» Reading passage:
::::

You are viewing a plain text version of this content. The canonical link for it is here.

Posted to dev@airflow.apache.org by "Sibabrata Pattanaik (spattana)" <sp...@cisco.com.INVALID> on 2020/09/07 05:04:50 UTC

Question on dynamic tasks in a DAG and wait_for_downstream

Hello Team,

Currently we are using airflow version - 1.10.10 to data ingest.

In our DAG, we create tasks dynamically based on data volume , i.e if data volume is high, number of parallel tasks increases and if the data volume is less number of parallel tasks reduces in the next run or vice versa.
As DAG execution instance use the same table to update, we use 'wait_for_downstream'  to True to maintain the data consistency and make sure next run should not happen if the previous run is in progress or failed.

In this scenario, we are seeing one issue i.e. If previous instances has less number of tasks then the current one because of dynamic task creation, then the current DAG is always in waiting state . As the current DAG  is waiting for the new task/s which are generated during the run but not exists in the previous DAG instance, but waiting for the same tasks to be in completion state in the previous DAG.  As soon as we manually mark those tasks as completed in the previous DAG instance, current DAG start running .

::::

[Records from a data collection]
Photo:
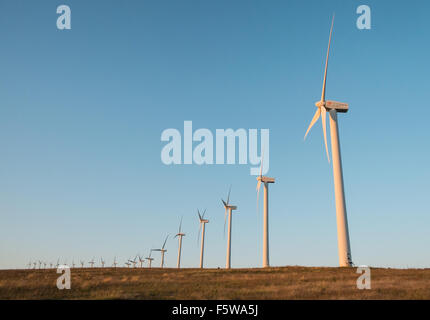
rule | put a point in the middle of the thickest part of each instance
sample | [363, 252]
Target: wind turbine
[162, 250]
[202, 223]
[149, 259]
[265, 180]
[133, 262]
[228, 210]
[114, 262]
[334, 107]
[179, 235]
[141, 260]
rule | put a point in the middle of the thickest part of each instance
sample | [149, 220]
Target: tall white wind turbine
[228, 212]
[162, 250]
[334, 107]
[265, 180]
[202, 223]
[149, 259]
[141, 260]
[180, 234]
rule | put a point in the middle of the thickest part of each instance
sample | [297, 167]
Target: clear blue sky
[82, 111]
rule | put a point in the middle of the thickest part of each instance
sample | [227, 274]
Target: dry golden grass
[271, 283]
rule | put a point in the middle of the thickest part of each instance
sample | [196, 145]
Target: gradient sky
[82, 111]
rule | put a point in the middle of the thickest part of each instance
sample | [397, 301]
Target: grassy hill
[271, 283]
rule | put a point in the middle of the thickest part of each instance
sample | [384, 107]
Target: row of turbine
[323, 106]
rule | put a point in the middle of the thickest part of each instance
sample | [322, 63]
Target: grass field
[271, 283]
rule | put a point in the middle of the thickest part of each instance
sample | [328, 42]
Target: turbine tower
[265, 181]
[202, 223]
[228, 211]
[334, 107]
[149, 259]
[141, 260]
[133, 262]
[179, 235]
[162, 250]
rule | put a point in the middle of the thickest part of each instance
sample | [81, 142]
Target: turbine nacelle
[330, 105]
[231, 207]
[265, 179]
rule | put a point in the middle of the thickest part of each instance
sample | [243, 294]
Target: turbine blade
[258, 192]
[198, 233]
[228, 197]
[323, 117]
[225, 220]
[164, 242]
[261, 164]
[326, 61]
[314, 119]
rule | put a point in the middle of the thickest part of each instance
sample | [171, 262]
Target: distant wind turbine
[345, 259]
[179, 235]
[228, 211]
[149, 259]
[162, 250]
[265, 180]
[202, 223]
[141, 260]
[133, 262]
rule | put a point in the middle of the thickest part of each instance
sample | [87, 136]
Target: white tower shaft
[179, 251]
[162, 259]
[266, 227]
[228, 262]
[345, 259]
[202, 246]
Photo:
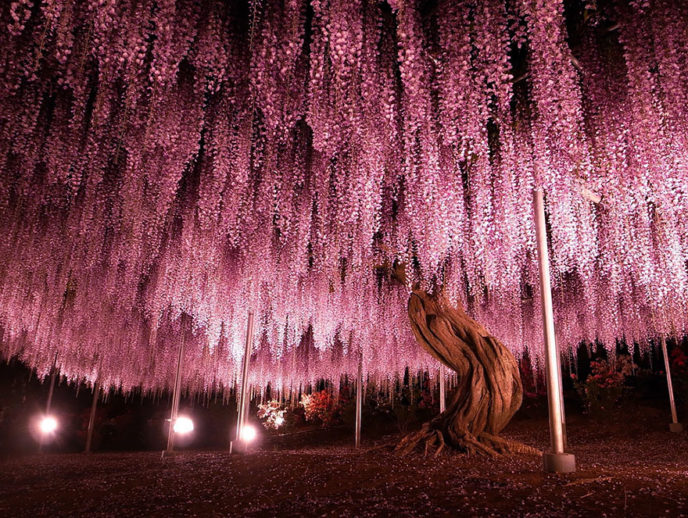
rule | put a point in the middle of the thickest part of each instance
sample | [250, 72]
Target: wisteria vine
[169, 165]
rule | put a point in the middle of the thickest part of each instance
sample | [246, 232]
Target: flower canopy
[169, 165]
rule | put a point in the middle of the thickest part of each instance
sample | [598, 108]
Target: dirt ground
[625, 468]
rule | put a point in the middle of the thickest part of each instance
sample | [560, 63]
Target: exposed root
[485, 444]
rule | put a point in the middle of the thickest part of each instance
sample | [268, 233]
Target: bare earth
[625, 469]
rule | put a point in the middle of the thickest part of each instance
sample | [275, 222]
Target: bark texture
[489, 391]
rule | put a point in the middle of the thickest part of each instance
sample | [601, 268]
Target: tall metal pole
[557, 460]
[175, 397]
[443, 399]
[359, 398]
[674, 426]
[92, 417]
[243, 401]
[51, 390]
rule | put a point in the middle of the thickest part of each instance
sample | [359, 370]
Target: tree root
[484, 444]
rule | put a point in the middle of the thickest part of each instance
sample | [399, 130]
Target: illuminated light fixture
[183, 425]
[47, 425]
[248, 433]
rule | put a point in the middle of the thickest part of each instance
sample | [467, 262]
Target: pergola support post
[175, 397]
[243, 399]
[674, 426]
[92, 417]
[359, 400]
[443, 398]
[556, 461]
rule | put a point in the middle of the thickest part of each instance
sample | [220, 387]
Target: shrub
[321, 407]
[604, 386]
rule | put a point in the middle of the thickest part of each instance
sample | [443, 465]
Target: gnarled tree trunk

::::

» Direction: Reproduce word for word the stretch of the Airflow post from "Currently we are" through "progress or failed.".

» Task output:
Currently we are using airflow version - 1.10.10 to data ingest.

In our DAG, we create tasks dynamically based on data volume , i.e if data volume is high, number of parallel tasks increases and if the data volume is less number of parallel tasks reduces in the next run or vice versa.
As DAG execution instance use the same table to update, we use 'wait_for_downstream'  to True to maintain the data consistency and make sure next run should not happen if the previous run is in progress or failed.